§ **ASSIGNMENT**: Print every record exactly, with nothing added or left out.

----

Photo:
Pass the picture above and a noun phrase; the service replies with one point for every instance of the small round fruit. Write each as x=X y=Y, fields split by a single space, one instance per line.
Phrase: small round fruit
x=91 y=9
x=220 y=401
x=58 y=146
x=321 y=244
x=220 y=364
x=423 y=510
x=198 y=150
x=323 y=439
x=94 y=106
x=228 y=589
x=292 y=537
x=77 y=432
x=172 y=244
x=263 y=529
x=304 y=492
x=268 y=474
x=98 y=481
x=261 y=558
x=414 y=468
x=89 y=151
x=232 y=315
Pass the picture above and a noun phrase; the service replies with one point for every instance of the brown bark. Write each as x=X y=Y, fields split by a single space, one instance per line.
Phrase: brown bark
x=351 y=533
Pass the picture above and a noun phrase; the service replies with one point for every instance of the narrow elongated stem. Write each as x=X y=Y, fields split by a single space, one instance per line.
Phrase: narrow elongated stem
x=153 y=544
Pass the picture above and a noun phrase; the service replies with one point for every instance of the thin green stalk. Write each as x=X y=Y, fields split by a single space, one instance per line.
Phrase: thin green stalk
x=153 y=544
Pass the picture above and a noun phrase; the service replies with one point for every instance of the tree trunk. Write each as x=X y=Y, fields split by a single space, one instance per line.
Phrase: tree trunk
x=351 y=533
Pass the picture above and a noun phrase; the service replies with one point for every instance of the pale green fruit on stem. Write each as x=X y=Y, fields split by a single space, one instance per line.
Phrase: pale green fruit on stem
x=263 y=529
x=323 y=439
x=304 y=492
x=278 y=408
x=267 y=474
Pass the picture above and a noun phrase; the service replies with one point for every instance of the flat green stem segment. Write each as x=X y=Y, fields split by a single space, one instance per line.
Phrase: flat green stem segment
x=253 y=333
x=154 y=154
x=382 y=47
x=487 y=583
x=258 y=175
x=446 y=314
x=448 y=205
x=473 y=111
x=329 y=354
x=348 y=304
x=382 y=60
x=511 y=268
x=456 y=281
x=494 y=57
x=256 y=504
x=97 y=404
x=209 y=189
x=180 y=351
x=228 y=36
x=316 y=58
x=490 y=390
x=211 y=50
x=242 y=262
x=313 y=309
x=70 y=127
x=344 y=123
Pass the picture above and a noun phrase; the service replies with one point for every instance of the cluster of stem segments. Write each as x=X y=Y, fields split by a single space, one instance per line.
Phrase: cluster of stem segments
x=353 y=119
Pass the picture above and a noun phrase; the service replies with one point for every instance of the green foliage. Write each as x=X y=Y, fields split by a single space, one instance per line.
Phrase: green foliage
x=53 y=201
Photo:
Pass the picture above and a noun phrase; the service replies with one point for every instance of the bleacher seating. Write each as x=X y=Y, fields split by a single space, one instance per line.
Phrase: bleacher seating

----

§ **SOLUTION TO THE EXERCISE**:
Photo:
Pass the picture above and a noun phrase; the service replies with one point for every instance of the small round fruit. Write each as x=X y=Y, fields split by a single space, one instance per line.
Phrase: small round fruit
x=91 y=9
x=220 y=401
x=58 y=146
x=321 y=244
x=220 y=364
x=423 y=510
x=198 y=150
x=323 y=439
x=94 y=106
x=228 y=589
x=292 y=537
x=77 y=432
x=172 y=244
x=263 y=529
x=304 y=492
x=268 y=474
x=98 y=481
x=261 y=558
x=414 y=468
x=89 y=151
x=232 y=315
Pass the picture above and a noun phrase; the service replies with one point for every instance of the brown bark. Write each as x=X y=Y, fields split by a single space, one instance per line.
Phrase: brown bark
x=351 y=533
Pass the picture above and a noun phrase; the service replies with one point for every instance of the narrow elongated stem. Write each as x=X y=Y, fields split by a single space, one instance per line.
Phrase: narrow elongated stem
x=153 y=544
Pass the picture above and a noun phrase; the service replies with one point for every instance of the thin green stalk. Write each as x=X y=Y, fields split by a single space, one instance per line.
Phrase: thin green stalk
x=153 y=544
Pass the picture above and a noun phrase; the service replies with one point for every instance of the tree trunk. Write each as x=X y=Y, fields split by a single space, one instance per line.
Phrase: tree trunk
x=351 y=533
Pass the picture above and a noun phrase; the service replies with one point for every instance of the pale green fruit on stem. Write each as x=X y=Y, fields split by a single space, one instance per line.
Phrase: pale green fruit on stem
x=263 y=529
x=323 y=439
x=304 y=492
x=278 y=408
x=267 y=474
Pass the picture above and a noun phrase; the service replies with one point for every instance of the flat green stem segment. Write each as x=X y=Y, fields split by a single space, one instance per line.
Phrase: flat green stem segment
x=253 y=333
x=154 y=154
x=382 y=47
x=487 y=583
x=258 y=175
x=446 y=314
x=448 y=205
x=473 y=111
x=329 y=354
x=348 y=304
x=382 y=60
x=511 y=268
x=456 y=281
x=494 y=57
x=256 y=504
x=97 y=404
x=209 y=189
x=180 y=351
x=228 y=36
x=316 y=58
x=490 y=390
x=211 y=50
x=242 y=262
x=313 y=309
x=70 y=127
x=344 y=123
Pass the picture above and a noun phrase; the service replies with one point for every instance of the cluster of stem segments. Write each as x=X y=Y, fields split by a single space, one instance per line.
Phrase: cluster of stem segments
x=353 y=119
Pass the picture above and a noun phrase; the service replies with one point for every instance of the green foliage. Write each as x=X y=Y, fields split by a single space, one instance per line.
Phrase: green foliage
x=53 y=201
Photo:
Pass the picture above and a noun phrase; the service replies with one point for every instance of the bleacher seating. Write each as x=X y=Y, fields split by a single space, one instance per line.
Phrase: bleacher seating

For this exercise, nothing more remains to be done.